For managers with 20 years or more left to work in mortgage sales, these are not trivial questions. However, the answers to them will fundamentally impact their working life, career opportunities and retirement strategies. Certainly, those who are close to retiring will have a very different set of concerns.

When you look at our country’s most recent pivotal event—the 9/11 terrorist attacks—everything changed in the aftermath, from how we boarded airplanes to how we entered office buildings.

Security was increased across the board and ID badges became commonplace. This was a classic example of a historical inflection point.

In Rita McGrath’s excellent book, “Seeing Around the Corners: How to Spot Inflection Points in Business before They Happen,” the author outlines how to anticipate and prepare for these events. According to McGrath, “an inflection point is a change in the business environment that dramatically shifts some element in your business activities, throwing certain taken-for-granted assumptions into question.” She notes that “what you experience as a big, dramatic inflection point has almost always been gestating for a while.”

McGrath contends that while inflection points seem to come out of the blue, they are blind spots that can be obscured by a company’s success. Examples include managers who feel immune to changing conditions; senior executives who have lost touch with their current customers’ reality; and failure to listen to front-line employees who know what customers are thinking and experiencing.

More often than not, by the time senior managers realize an inflection point has occurred, it is often too late to make necessary adjustments to help ensure long-term success. To complicate matters, McGrath says that many signals of change can be false warnings. If a company invests too early, they can be out front of a market that has not developed. If changes are made too late, a competitor can dominate the market before a company has a chance to implement new strategies. This means executive managers must master making changes during periods of “optimum warning.”

Optimum warnings are specific time periods between recognizing that customers are moving in a different direction from how a business has successfully operated in the past to a new category or way of doing things. As an example, McGrath discusses how Gillette, a company that once owned 70% market share in razor blades, is now facing a marketplace in which its customer base no longer wants to shave on a daily basis. Who would have thought that being clean shaven would fall out of favor?

Extracted data entries:
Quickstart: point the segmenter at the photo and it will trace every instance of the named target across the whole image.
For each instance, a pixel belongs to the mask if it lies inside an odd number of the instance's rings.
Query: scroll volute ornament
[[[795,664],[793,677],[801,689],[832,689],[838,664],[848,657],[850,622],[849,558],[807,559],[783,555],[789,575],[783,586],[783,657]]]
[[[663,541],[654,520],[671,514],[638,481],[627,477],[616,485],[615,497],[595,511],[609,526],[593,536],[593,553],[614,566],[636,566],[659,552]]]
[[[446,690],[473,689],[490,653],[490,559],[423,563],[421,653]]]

---

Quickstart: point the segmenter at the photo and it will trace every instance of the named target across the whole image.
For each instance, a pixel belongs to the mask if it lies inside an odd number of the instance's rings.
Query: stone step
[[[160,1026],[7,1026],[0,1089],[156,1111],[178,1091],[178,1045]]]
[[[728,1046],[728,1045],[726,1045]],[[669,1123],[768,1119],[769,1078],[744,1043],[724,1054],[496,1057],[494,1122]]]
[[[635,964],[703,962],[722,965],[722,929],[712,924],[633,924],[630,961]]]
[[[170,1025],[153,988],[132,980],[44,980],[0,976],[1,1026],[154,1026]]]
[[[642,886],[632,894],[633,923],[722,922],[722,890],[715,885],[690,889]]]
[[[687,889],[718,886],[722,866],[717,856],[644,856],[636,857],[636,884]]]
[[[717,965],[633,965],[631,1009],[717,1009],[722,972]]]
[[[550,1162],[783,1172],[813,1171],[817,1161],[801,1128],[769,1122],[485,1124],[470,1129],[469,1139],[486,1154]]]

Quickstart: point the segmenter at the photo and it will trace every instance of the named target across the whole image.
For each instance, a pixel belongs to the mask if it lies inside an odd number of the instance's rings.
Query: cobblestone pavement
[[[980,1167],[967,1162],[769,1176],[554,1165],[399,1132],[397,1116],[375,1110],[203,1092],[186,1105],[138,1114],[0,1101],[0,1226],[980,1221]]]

▸ What is expected:
Return the part of the inflection-points article from "When you look" to "historical inflection point.", copied word for word.

▸ Solved problem:
When you look at our country’s most recent pivotal event—the 9/11 terrorist attacks—everything changed in the aftermath, from how we boarded airplanes to how we entered office buildings.

Security was increased across the board and ID badges became commonplace. This was a classic example of a historical inflection point.